▸ Directions for this task: Transcribe each entry exactly, without pictures.

▸ Records shown:
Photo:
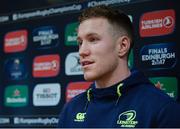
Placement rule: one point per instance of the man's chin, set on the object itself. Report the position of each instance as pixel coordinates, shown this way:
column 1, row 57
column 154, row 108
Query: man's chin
column 89, row 78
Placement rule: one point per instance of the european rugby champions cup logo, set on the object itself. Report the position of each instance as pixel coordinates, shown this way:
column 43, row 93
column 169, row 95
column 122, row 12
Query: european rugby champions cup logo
column 127, row 119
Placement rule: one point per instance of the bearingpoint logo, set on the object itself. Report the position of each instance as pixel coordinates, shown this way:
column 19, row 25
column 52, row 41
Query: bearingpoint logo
column 15, row 41
column 46, row 66
column 157, row 23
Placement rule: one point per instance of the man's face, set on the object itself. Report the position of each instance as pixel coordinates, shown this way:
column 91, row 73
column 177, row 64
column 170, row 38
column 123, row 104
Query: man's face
column 97, row 49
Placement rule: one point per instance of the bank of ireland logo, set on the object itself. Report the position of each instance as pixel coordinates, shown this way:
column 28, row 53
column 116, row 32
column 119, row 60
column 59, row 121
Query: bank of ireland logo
column 71, row 34
column 15, row 68
column 168, row 84
column 80, row 117
column 127, row 119
column 72, row 64
column 16, row 96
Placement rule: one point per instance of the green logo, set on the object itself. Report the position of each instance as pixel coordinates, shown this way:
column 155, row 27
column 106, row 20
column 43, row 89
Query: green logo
column 167, row 84
column 16, row 96
column 80, row 117
column 127, row 119
column 130, row 59
column 71, row 34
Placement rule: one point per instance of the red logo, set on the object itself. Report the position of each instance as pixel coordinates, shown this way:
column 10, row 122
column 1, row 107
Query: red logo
column 15, row 41
column 76, row 88
column 46, row 66
column 157, row 23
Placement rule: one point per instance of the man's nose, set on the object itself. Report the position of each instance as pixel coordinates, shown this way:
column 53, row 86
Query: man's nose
column 84, row 50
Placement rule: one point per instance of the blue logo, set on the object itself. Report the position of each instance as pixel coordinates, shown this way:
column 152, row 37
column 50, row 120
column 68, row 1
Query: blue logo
column 45, row 37
column 158, row 56
column 15, row 69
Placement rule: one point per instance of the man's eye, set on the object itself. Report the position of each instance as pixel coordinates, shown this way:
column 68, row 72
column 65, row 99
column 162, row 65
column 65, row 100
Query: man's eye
column 79, row 43
column 92, row 39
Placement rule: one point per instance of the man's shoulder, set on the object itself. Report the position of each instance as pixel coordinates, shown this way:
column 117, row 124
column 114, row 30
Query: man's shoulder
column 78, row 99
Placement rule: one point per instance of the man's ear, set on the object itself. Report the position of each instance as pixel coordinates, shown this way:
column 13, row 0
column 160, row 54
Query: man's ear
column 124, row 45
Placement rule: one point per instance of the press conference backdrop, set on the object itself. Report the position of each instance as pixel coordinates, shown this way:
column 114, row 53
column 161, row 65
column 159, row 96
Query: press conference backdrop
column 39, row 61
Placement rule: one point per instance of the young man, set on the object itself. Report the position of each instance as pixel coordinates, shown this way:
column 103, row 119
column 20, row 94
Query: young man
column 118, row 97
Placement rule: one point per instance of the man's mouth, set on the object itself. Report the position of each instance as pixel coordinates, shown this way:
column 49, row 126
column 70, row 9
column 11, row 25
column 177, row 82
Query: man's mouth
column 86, row 63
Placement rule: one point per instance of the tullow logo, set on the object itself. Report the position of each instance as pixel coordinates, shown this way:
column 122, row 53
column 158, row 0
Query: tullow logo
column 127, row 119
column 16, row 96
column 168, row 84
column 80, row 117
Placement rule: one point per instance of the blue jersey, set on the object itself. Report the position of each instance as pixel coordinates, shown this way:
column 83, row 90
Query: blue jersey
column 133, row 102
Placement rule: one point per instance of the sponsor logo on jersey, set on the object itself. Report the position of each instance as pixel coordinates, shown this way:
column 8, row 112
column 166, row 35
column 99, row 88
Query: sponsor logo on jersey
column 127, row 119
column 48, row 94
column 45, row 37
column 75, row 88
column 15, row 41
column 168, row 84
column 46, row 66
column 16, row 96
column 72, row 64
column 80, row 117
column 157, row 23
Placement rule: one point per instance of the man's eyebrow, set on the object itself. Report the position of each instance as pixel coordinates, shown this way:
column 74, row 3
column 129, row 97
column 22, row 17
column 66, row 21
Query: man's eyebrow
column 88, row 35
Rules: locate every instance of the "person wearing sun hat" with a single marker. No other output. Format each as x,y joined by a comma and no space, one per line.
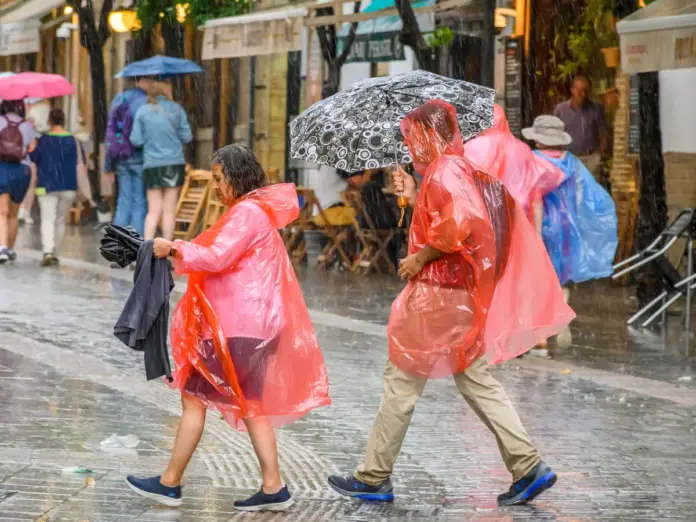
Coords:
579,223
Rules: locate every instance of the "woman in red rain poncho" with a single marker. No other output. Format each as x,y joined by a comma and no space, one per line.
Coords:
527,177
242,339
481,290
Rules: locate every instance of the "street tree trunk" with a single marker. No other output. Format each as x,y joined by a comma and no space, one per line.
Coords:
412,37
93,36
652,205
328,40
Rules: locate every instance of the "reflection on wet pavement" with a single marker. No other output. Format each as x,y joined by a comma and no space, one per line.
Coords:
66,384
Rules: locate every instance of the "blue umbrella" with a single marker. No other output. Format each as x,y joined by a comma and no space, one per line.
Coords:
160,66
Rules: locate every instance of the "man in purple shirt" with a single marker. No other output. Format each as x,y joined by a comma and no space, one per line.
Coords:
584,121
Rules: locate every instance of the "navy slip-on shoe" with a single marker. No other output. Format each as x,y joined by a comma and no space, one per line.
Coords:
261,501
353,488
153,489
529,487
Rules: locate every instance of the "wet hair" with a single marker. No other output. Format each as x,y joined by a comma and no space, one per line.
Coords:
56,117
435,116
13,107
241,168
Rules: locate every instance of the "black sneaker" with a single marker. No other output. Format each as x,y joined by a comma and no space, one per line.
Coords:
153,489
352,487
529,487
264,502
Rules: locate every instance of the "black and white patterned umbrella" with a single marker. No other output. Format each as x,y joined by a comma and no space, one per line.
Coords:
358,129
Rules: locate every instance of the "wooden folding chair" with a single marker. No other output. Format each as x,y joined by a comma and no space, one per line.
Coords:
214,209
374,241
192,202
293,234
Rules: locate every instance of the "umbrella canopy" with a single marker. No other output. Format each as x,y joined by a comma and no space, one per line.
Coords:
26,100
161,66
34,85
358,129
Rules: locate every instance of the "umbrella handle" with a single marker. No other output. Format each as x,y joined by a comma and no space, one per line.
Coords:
402,201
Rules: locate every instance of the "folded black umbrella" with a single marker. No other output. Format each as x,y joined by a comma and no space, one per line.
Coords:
120,245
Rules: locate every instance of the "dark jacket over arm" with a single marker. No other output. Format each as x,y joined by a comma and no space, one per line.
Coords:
144,321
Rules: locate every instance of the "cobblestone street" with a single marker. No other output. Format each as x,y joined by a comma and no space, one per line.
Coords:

▸ Reply to the exercise:
Photo:
Placement rule: one point per instance of the man's chin, set on the object itself. Report the position of each instance as pixel coordinates, shown this way:
column 1, row 57
column 154, row 108
Query: man's chin
column 89, row 78
Placement rule: one point per instance of the european rugby champions cup logo, set on the object itself. Report the position of each instance as pixel coordinates, shown this way:
column 43, row 93
column 169, row 95
column 122, row 12
Query: european rugby champions cup logo
column 127, row 119
Placement rule: one point per instance of the bearingpoint logo, set on the object itself. Report the position of each instance as pixel coordinates, shown this way:
column 19, row 25
column 52, row 41
Query: bearingpoint logo
column 15, row 41
column 46, row 66
column 157, row 23
Placement rule: one point per instance of the man's face, set on the object itself. Report the position of each instance as pixel coordinates, shown this way:
column 91, row 73
column 177, row 64
column 170, row 38
column 123, row 104
Query: man's face
column 97, row 49
Placement rule: one point per instance of the bank of ireland logo, set on the object itself. Report the position of each instance as pixel coordinates, shown this way:
column 28, row 53
column 116, row 32
column 119, row 60
column 59, row 121
Query: bank of ireland logo
column 71, row 34
column 15, row 68
column 168, row 84
column 80, row 117
column 127, row 119
column 72, row 64
column 16, row 96
Placement rule: one point per instance of the green logo, set on the object itself. Report the position of each instance as pixel coordinates, shown this way:
column 155, row 27
column 106, row 20
column 43, row 89
Query: green logo
column 167, row 84
column 16, row 96
column 80, row 117
column 127, row 119
column 130, row 59
column 71, row 34
Placement rule: one point per instance of the red logo, set on the object itself. Report the position of each instance as pixel coordinates, shown this way:
column 10, row 122
column 1, row 107
Query: red logo
column 15, row 41
column 76, row 88
column 46, row 66
column 157, row 23
Placement rule: one point per instance of the man's nose, set on the object itself. Report the position of each instance as pixel coordinates, shown this way:
column 53, row 86
Query: man's nose
column 84, row 50
Placement rule: one point per instance of the blue logo, set on the object itself. Report the position of each instance as pixel coordinates, shown this way:
column 152, row 37
column 50, row 120
column 68, row 1
Query: blue logo
column 45, row 37
column 158, row 56
column 15, row 69
Placement rule: one point per instance of the man's eye, set on the object itself. Report the position of each instance as pixel coordinates, shown this way:
column 68, row 72
column 65, row 99
column 162, row 65
column 65, row 100
Query: man's eye
column 79, row 43
column 92, row 39
Placement rule: one point per instance of the man's shoulder, set on the object itself. Report the position of each instance as pixel coordinates, shown this way:
column 117, row 124
column 114, row 30
Query: man's shoulder
column 78, row 99
Placement rule: one point per instance of the man's ear, set on the object itself. Report the position of each instance as pixel coordinates, shown this way:
column 13, row 0
column 160, row 54
Query: man's ear
column 124, row 45
Placement rule: one point per instance of the press conference backdrop, set on the object itself. Report the position of each instance as pixel coordinates, shown this way:
column 114, row 53
column 161, row 65
column 159, row 96
Query: press conference backdrop
column 39, row 61
Placement rule: one point per instance of the young man, set on the object itself. Report the position of each instance as pixel coordinates, shown this way:
column 103, row 119
column 20, row 94
Query: young man
column 118, row 97
Placement rule: one point per instance of the man's mouth, set on the object itself. Report the position of each instance as pixel coordinates, shown this way:
column 49, row 126
column 70, row 9
column 11, row 25
column 177, row 82
Query: man's mouth
column 86, row 63
Placement rule: one point per instance of the tullow logo, set on the object itself. Report the position of each instance as pixel coordinates, shown this way:
column 122, row 53
column 158, row 0
Query: tullow logo
column 127, row 119
column 16, row 96
column 168, row 84
column 80, row 117
Placement rule: one point per instance of the blue jersey, set on the object itself. Report the position of each instance as pixel coordinates, shown this way:
column 83, row 90
Query: blue jersey
column 133, row 102
Placement rule: one point per instance of the sponsor logo on jersey, set on the object itself. Report the position of each instance as pixel coordinates, shown this way:
column 8, row 112
column 166, row 35
column 99, row 88
Query: sponsor logo on jersey
column 127, row 119
column 48, row 94
column 45, row 37
column 75, row 88
column 15, row 41
column 168, row 84
column 46, row 66
column 16, row 96
column 72, row 64
column 80, row 117
column 157, row 23
Placement rule: one point per instance of the man's eyebrow, set on the object itself. Report the position of each instance as pixel coordinates, shown this way:
column 74, row 3
column 129, row 97
column 22, row 17
column 66, row 21
Query: man's eyebrow
column 88, row 35
Rules: locate every instance of the "person wearing sun hat" with a single marker. No other output. Format each as x,y joined by a comma and no space, one per line.
Coords:
579,223
Rules: locate every instance of the "woman in red rain poncho" with a single marker. No other output. Format each as x,y joined by a comma and no space, one per line.
Coords:
527,177
242,339
481,290
Rules: locate every instance of the "street tree trunk" with a single marker. No other output. Format each as x,y joined by a comma and no space, one per line.
Coords:
412,37
93,36
652,205
328,40
Rules: locate every instance of the "reflection on wet pavement" with a single marker. No other output. Format each as x,y joined by a comma and no space, one per line.
Coords:
66,384
Rules: locate every instance of the "blue umbrella" with a single marker. No other output. Format each as x,y joined by a comma and no space, one per line.
Coords:
160,66
Rules: locate every instance of the "man in purple shirt" with a single marker. No other output. Format each as x,y joined by a comma and no space, one per line.
Coords:
584,121
Rules: locate every instance of the "navy slip-on shoe" with a single marker. No other output. Format each as x,y joined by a comma and no space, one per line.
Coords:
261,501
353,488
153,489
529,487
Rules: locate every instance of the "wet hair" with a single marker. No other output. Format each as x,y joined by a comma and no space, one per line.
Coords:
56,117
435,116
13,107
241,168
Rules: locate every instance of the "black sneaker" with a single marker. No other output. Format each as x,y joined by a comma and no space, one per line.
Coords:
153,489
352,487
529,487
264,502
Rules: locate every instance of the "black and white patterned umbrella" with a single marker. No other output. Format each as x,y joined by a comma and no space, one per line.
Coords:
358,129
Rules: locate every instance of the "wooden folding chair" with a single marker. No other output. Format each as x,y joined by a comma and no space, one per line.
Coords:
214,209
374,241
192,202
293,234
Rules: locate every instance of the "umbrella canopy" with a single marker. No other output. Format each as x,y joined by a comma and no space, one per line.
Coords:
26,100
161,66
34,85
358,129
Rules: locate every instance of the "umbrella handle" with a single marker. No other output. Format each as x,y joined by a comma and no space, one per line.
Coords:
402,201
Rules: locate every instance of the "folded black umbrella" with a single marker. No other output. Format each as x,y joined by a comma and no space, one per line.
Coords:
120,245
Rules: locate every instance of the "dark jacket over arm" with a single marker. No other output. Format each as x,y joined by a comma and no space, one per line.
Coords:
144,321
Rules: locate every instance of the "cobblestone street" with a single marker. No other output. Format each as x,y joined by a comma and no space, one per line.
Coords:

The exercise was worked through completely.